▸ **What to work on**
Retype the lines below word for word, starting at the line that contains "the blue balloon" and ending with the last line. Leave the pictures out.

▸ **Provided data**
********************

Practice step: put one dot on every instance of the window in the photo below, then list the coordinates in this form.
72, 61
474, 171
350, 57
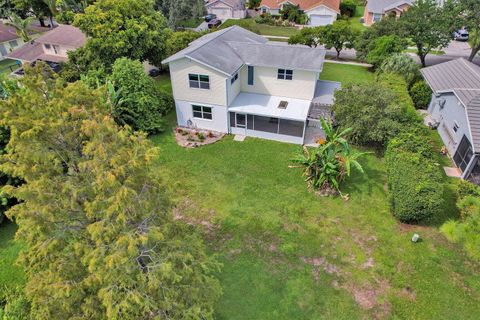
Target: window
234, 78
199, 81
202, 112
250, 75
456, 127
377, 17
284, 74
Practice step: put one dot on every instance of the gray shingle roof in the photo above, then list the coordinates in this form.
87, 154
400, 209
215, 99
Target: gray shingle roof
463, 79
455, 74
379, 6
229, 49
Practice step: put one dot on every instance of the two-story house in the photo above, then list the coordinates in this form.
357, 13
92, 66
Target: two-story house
455, 111
52, 47
235, 81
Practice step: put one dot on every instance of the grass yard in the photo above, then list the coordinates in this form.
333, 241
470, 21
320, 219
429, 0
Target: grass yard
10, 273
346, 73
288, 254
262, 29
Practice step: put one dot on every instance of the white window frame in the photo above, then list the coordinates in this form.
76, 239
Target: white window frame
200, 112
200, 84
285, 74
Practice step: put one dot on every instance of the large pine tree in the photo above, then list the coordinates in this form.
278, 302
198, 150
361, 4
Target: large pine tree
102, 243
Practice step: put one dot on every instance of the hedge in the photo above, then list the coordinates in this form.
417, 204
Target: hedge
414, 179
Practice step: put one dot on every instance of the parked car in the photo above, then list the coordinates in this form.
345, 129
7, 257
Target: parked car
461, 35
214, 23
154, 72
209, 17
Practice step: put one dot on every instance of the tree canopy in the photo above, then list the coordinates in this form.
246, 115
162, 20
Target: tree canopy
102, 242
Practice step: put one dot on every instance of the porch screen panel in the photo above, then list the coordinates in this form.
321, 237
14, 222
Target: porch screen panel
291, 128
265, 124
464, 154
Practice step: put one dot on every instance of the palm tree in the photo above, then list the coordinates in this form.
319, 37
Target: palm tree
52, 7
330, 163
20, 25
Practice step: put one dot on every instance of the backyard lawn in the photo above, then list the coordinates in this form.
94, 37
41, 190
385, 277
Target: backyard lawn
288, 254
262, 29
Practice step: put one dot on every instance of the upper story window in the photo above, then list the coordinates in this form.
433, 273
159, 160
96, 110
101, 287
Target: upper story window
234, 78
284, 74
250, 75
199, 81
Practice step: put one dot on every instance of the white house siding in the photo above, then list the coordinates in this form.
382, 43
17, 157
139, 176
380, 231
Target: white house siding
233, 89
321, 16
216, 95
185, 117
265, 82
452, 112
9, 46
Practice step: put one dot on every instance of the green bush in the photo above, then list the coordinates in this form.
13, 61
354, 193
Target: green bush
421, 94
140, 103
415, 185
348, 8
402, 65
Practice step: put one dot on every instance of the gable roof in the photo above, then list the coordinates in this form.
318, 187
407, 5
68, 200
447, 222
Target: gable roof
229, 49
380, 6
463, 79
234, 4
303, 4
64, 35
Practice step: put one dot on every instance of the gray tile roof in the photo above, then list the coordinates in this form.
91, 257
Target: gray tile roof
229, 49
463, 79
455, 74
380, 6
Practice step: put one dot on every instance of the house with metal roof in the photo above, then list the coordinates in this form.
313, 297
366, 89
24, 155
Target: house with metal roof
235, 81
455, 112
319, 12
52, 46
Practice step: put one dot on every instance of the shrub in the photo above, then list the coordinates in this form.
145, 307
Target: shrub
348, 8
140, 103
373, 111
402, 65
421, 94
383, 47
415, 185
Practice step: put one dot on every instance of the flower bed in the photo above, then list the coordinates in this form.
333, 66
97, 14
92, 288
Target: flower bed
193, 138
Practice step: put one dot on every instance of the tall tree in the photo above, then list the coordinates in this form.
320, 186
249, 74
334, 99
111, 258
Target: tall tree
123, 28
429, 26
471, 19
101, 239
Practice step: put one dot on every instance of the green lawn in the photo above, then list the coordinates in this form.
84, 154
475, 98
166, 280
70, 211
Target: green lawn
289, 254
10, 273
346, 73
262, 29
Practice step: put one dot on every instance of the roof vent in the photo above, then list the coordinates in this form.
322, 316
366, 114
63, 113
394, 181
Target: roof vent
283, 105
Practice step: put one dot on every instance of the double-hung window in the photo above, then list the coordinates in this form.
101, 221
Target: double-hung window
199, 81
284, 74
202, 112
234, 78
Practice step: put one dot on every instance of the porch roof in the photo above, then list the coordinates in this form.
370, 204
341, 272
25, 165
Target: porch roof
264, 105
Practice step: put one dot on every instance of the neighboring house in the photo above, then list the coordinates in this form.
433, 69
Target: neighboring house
9, 40
319, 12
455, 108
375, 10
235, 81
51, 47
227, 9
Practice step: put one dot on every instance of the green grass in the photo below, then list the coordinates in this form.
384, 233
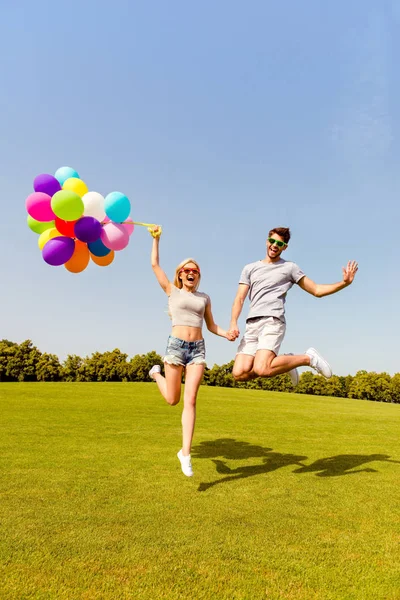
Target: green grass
294, 497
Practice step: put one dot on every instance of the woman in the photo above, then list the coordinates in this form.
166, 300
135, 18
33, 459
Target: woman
185, 349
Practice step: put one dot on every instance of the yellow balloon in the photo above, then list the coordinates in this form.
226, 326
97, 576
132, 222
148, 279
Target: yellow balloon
46, 236
73, 184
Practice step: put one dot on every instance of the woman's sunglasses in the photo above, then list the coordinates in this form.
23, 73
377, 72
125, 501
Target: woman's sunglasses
273, 241
187, 271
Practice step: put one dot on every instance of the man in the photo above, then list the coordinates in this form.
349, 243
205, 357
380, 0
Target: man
268, 282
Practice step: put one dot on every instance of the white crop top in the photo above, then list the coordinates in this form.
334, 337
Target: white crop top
187, 308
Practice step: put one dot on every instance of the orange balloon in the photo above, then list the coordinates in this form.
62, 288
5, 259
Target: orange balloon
80, 258
103, 261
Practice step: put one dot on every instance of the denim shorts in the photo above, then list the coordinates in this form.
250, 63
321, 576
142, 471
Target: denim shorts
183, 353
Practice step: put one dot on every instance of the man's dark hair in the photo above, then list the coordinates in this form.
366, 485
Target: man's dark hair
283, 232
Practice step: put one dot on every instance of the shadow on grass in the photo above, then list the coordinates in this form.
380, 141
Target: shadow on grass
230, 449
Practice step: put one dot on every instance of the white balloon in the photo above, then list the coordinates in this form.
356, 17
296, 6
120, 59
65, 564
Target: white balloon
94, 206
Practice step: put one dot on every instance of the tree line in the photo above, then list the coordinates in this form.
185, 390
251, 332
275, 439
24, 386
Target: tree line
25, 362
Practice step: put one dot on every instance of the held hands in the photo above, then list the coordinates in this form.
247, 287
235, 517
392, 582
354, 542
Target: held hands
232, 334
349, 272
155, 231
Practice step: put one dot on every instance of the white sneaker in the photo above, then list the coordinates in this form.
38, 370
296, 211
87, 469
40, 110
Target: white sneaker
293, 374
155, 369
186, 464
318, 363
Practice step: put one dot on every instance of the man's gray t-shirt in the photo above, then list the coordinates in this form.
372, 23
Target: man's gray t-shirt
269, 284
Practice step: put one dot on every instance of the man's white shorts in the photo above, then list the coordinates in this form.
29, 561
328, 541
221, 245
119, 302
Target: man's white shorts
262, 333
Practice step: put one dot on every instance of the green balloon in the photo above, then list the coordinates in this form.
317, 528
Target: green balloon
67, 205
38, 226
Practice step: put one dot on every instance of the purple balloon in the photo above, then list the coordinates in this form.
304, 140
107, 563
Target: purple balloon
87, 229
47, 184
58, 251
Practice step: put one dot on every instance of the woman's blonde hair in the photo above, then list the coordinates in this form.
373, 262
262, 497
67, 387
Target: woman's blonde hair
177, 281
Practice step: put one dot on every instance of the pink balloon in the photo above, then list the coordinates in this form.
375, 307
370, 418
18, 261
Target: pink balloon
129, 226
115, 236
38, 206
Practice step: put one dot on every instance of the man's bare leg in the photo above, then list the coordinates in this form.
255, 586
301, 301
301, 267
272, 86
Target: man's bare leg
267, 364
243, 367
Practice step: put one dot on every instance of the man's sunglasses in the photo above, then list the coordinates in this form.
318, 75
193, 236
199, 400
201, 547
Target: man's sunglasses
273, 241
187, 271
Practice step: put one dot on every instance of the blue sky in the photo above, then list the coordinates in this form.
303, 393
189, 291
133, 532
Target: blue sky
219, 120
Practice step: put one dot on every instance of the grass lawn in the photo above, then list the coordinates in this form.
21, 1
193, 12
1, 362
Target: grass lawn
294, 497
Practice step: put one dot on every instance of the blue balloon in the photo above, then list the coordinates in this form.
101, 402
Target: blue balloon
117, 207
97, 248
64, 173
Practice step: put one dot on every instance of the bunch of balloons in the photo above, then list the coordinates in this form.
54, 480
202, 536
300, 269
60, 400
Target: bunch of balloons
75, 225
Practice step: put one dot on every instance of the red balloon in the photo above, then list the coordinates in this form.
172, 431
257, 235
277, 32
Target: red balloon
65, 227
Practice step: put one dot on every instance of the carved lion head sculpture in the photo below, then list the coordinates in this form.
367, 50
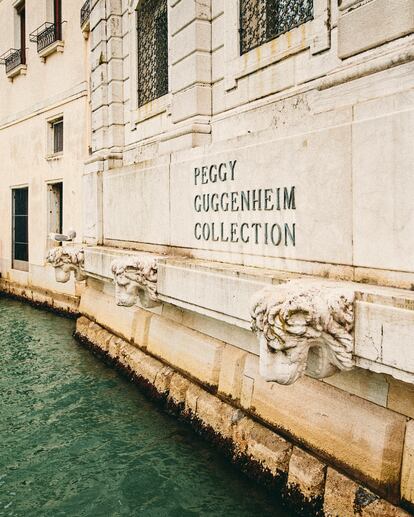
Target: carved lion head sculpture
66, 259
292, 318
135, 276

********************

▸ **Exercise result**
Practice step: put one dot on every instance of the blue balloon in the photo above, then list the coordinates in this form.
101, 402
Target: blue balloon
117, 207
97, 248
64, 173
Practice step: put one dot on every instance of the bunch of balloons in the photo above, then list the coordinates in this form.
54, 480
202, 536
300, 269
60, 400
Target: bunch of balloons
75, 225
Practice step: put one dot on every instance of the red balloon in the photo above, then list the coordinates in this form.
172, 431
257, 235
277, 32
Target: red balloon
65, 227
Practice step: put one dot on every instance of the carved lion head sculpture in the photo below, then list the coordinates in this form.
367, 50
Target: carved lion head sculpture
66, 259
292, 318
135, 276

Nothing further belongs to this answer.